Work order:
Using the records below, find every line that includes "receive" and copy it.

Data supplied:
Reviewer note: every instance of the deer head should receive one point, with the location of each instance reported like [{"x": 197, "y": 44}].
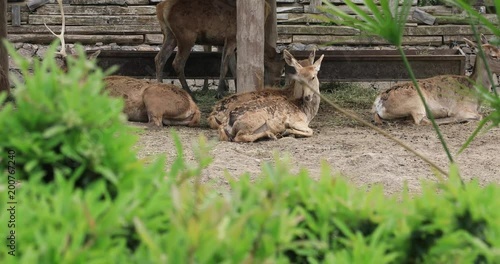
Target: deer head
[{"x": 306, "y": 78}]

---

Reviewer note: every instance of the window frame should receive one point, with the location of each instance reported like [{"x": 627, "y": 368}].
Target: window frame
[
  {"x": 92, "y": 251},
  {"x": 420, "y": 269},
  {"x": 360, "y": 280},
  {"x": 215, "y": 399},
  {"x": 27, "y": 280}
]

Task result:
Reviewer note: every instance of the deer head should receive one point, with the location of each instance reported like [{"x": 197, "y": 44}].
Reviewer note: every instance of the window frame should receive one point, with the location of each instance reported like [{"x": 627, "y": 368}].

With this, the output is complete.